**EXCERPT PROVIDED:**
———
Individual effort, underlying infrastructure, and producing better health
January 19, 2013 at 10:36 AM Leave a comment
I just retweeted a David Brooks article from a friend that explored a more nuanced view of one of the political axes along which we are arrayed in this country: the role of government and community vs. the role of individual effort and drive in American success: http://www.nytimes.com/2012/08/31/opinion/party-of-strivers.html?smid=tw-share&_r=0 At the one extreme are those who believe that there are no individual successes, that we are so intertwined in this complex era that bootstrapping is an artifact of the nineteenth century. What matters now is, well, luck, being in the right place at the right time to take advantage of an opportunity amidst the chaos. It is therefore government’s responsibility to make sure that those opportunities are justly distributed, and that their polar opposites, random catastrophes, are not disproportionately visited on those disadvantaged by birth and circumstance.
At the other extreme are those who believe that America’s success is the amalgamation of only individual successes, and that pretty much any aggregation of power is an attempt by those with lesser talents to overwhelm those with greater talents, and in fact appropriate the fruits of those greater talents. Luck exists, but is largely irrelevant for the talented because they can overcome any obstacle. They make their own luck. Random catastrophe is simply the outward manifestation of an individual’s inability to cope successfully, and not the responsibility of your neighbor. You may hope for your neighbor’s charity, but you may not feel entitled to it.
Who is right?
I am always suspicious of these kinds of black and white arguments, because I view them as a desire for simple theories to explain a complex world. It is understandable that we seek those in the age of information overload. Somebody somewhere has probably studied this, but my guess is that we are exposed to a couple of orders of magnitude more information daily than people a hundred years ago. Whether we want to or not, because we process emotionally, we have a feeling about everything that crosses our field of view. So the search for easy ways to categorize those things as friend or foe quickly gives rise to snap judgment, emotional processing on the fly, and gets codified as prejudgment. Why? Because when you are flooded with information, it’s all you have time for. Prejudging saves time. You are obligated by survival instinct to evaluate events and information to make sure they don’t cause your demise, and that’s done in areas of the brain completely below the level of rational thought. Ironically, I am afraid abundant information has made us less rational on average, not more.
Instead Brooks’ article lays out a more nuanced view of productive American society, one where infrastructure and community enable individual success. Both the infrastructure, which includes government and community resources, and the individual’s talent, effort, and perseverance are necessary but not sufficient. Infrastructure cannot compensate for lack of talent and effort, and we should not attempt that substitution. Talent and effort cannot replace adequate infrastructure, and neither should we rely on those things as the sole driving force for a healthy society. Without convenient prejudgment, every success is the product of the synergy between the two.
I agree with David Brooks. I would imagine his article in August 2012 was decried by lots of people. Some I’m sure dissented because it did not celebrate the individual as the only true American hero. Others dissented because it did not give communities enough credit, or responsibility. I choose to believe with David Brooks that the truth isn’t simple, and that in matters as important as our public life, we should spend some time and thought to find the answers that are harder to explain in thirty seconds.
By now I hope it is obvious why this is appearing in a health care blog. Random catastrophes are legion in health care, but so are the successes related to individual effort and perseverance. Good health is the product of many factors, some related to our efforts and some related to our circumstances. Marc Lalonde, a Canadian Minister of Health in the 1970s had a lot to say about that. He estimated that about 40% of health outcomes are related to behaviors, about half related to genes and environment, and only about 10% of health outcomes related to our attempts to fix the effects of the other factors on our bodies and minds (this last factor is of course health care, and we spend $2.7 trillion annually on it). The policies we adopt as a nation and in our communities can be ineffective if we fail to recognize the portions of our health that are related to individual responsibility, as well as those related to our underlying circumstances, in more or less equal proportion.
———
**GIVEN ENTRIES:**
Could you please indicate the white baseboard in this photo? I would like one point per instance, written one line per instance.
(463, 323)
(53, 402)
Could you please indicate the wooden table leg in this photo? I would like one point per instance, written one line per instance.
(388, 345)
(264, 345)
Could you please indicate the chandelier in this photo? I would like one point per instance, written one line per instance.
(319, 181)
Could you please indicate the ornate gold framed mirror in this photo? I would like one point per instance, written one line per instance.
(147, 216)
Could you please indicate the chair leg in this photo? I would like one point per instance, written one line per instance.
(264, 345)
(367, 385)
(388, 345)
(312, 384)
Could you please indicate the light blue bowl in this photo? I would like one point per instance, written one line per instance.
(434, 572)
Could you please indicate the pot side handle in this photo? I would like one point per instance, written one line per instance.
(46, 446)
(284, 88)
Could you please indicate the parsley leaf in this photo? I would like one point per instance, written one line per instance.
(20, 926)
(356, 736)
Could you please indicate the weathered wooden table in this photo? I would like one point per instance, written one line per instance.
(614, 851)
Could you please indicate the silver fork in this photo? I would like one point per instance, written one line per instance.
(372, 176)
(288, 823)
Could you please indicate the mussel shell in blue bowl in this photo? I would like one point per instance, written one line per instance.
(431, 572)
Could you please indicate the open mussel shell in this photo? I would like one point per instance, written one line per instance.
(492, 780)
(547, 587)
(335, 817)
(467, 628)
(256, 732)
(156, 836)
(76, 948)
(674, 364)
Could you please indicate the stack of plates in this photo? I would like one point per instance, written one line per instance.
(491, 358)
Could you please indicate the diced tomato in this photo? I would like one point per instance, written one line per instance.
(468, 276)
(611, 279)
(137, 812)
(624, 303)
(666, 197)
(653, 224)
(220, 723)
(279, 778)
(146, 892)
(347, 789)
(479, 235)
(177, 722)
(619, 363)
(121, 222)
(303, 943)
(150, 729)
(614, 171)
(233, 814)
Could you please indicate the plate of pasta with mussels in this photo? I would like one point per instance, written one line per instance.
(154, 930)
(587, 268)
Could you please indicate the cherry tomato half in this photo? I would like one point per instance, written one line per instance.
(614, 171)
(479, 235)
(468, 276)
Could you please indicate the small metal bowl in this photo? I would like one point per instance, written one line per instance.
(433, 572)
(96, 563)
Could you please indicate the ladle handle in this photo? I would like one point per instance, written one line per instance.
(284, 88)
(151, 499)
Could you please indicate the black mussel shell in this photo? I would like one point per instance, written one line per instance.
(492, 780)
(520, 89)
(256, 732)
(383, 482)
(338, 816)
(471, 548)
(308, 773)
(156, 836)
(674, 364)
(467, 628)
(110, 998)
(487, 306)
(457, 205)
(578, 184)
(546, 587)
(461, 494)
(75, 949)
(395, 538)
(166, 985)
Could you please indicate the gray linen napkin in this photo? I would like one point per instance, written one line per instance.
———
**TASK A:**
In the blog post, rewrite the passage between "Instead Brooks’ article" and "between the two.", inclusive, replacing "synergy" with "interplay".
**TASK B:**
According to the blog post, what shares of health outcomes did Marc Lalonde estimate, and what is each share related to?
Rely only on the blog post for your answers.

**PROBLEM SOLUTION A:**
Instead Brooks’ article lays out a more nuanced view of productive American society, one where infrastructure and community enable individual success. Both the infrastructure, which includes government and community resources, and the individual’s talent, effort, and perseverance are necessary but not sufficient. Infrastructure cannot compensate for lack of talent and effort, and we should not attempt that substitution. Talent and effort cannot replace adequate infrastructure, and neither should we rely on those things as the sole driving force for a healthy society. Without convenient prejudgment, every success is the product of the interplay between the two.

**PROBLEM SOLUTION B:**
- About 40%: behaviors
- About half: genes and environment
- Only about 10%: our attempts to fix the effects of the other factors on our bodies and minds (health care)